[Instructions for the task]
Rewrite the entries as a numbered list, starting with the first line of the entries and ending after the line that contains "box: [598, 279, 649, 317]". Omit blank lines and the pictures.

[Entries provided]
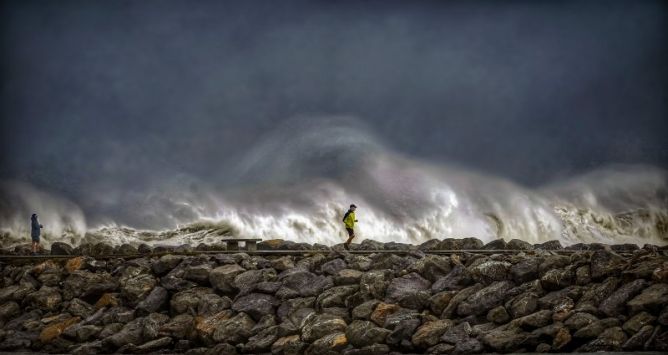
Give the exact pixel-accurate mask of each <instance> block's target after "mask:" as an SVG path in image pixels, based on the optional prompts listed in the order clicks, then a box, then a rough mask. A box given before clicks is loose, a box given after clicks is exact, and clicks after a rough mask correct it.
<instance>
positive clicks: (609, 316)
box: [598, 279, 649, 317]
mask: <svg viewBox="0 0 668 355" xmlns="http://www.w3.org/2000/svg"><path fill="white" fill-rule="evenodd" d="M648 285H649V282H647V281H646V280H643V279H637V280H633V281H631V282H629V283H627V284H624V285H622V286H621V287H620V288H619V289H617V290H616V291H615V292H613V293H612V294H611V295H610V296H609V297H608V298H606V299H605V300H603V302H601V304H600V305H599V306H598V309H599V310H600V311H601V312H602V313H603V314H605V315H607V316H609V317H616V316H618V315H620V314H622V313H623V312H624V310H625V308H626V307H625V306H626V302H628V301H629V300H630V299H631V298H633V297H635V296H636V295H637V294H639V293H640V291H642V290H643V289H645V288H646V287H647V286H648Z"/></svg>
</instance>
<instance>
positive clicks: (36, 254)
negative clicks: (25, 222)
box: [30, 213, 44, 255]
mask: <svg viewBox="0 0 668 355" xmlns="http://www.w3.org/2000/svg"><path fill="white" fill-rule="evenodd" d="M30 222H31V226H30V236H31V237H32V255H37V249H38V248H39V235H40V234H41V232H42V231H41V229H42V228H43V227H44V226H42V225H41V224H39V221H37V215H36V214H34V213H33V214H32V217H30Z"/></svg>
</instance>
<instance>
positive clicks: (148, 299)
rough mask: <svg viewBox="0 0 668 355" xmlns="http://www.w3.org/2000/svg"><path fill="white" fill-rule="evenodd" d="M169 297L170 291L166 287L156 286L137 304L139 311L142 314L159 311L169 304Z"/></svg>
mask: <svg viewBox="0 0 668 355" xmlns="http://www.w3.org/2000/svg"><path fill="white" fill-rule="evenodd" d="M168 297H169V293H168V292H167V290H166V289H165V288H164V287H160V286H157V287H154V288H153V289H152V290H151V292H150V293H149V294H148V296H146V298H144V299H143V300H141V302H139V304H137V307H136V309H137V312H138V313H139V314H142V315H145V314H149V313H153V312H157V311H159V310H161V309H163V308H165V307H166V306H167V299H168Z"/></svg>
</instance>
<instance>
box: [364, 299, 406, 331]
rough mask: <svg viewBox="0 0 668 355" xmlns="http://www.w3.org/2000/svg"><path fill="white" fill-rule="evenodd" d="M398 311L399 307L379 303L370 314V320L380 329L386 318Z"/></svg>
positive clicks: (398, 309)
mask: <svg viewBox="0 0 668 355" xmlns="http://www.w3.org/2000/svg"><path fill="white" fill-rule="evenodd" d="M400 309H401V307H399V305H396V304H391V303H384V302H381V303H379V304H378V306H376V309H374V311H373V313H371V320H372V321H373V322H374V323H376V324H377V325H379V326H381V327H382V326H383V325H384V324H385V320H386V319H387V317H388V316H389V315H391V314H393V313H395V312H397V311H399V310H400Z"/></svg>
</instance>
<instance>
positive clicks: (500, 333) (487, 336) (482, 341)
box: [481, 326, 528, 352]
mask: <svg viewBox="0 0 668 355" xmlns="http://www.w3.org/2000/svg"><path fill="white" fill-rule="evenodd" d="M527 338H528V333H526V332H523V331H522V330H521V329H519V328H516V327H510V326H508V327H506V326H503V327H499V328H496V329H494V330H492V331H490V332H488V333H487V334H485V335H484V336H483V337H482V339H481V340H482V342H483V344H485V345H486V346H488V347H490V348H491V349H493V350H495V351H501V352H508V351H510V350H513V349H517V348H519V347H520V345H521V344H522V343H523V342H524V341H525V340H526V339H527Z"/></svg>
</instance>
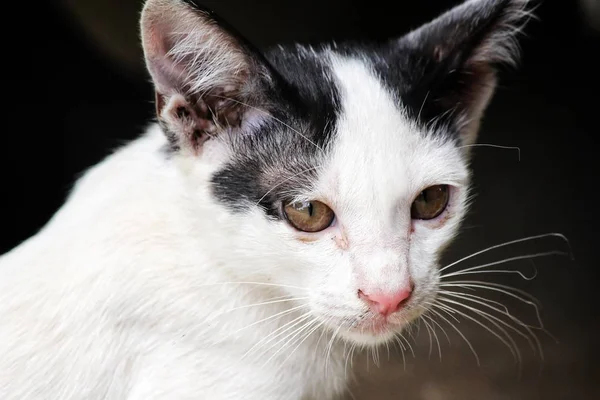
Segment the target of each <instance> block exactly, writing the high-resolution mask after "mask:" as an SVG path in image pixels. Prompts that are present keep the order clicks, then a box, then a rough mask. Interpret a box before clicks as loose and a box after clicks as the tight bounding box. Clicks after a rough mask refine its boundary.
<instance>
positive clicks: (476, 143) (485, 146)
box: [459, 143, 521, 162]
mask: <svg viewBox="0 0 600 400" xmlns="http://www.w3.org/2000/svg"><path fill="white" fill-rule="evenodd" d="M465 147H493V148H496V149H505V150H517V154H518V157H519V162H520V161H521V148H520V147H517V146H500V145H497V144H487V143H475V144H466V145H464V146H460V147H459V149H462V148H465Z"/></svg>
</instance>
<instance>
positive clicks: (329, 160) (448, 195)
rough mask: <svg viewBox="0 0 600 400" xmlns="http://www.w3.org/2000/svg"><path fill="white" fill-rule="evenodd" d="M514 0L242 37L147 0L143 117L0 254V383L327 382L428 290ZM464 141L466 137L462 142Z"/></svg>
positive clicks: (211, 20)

[Task solution]
1. Give the exact pixel-accurate mask of each <instance> block's target after "mask:" as an SVG path in image pixels, based on the optional prompts listed in the order clicks, then a box, then a rough mask. A box given before clicks is loose, a box given after clicks is exact, and clicks after a rough mask correct it.
2. <instance>
3. positive clicks: (609, 316)
4. box: [598, 279, 649, 317]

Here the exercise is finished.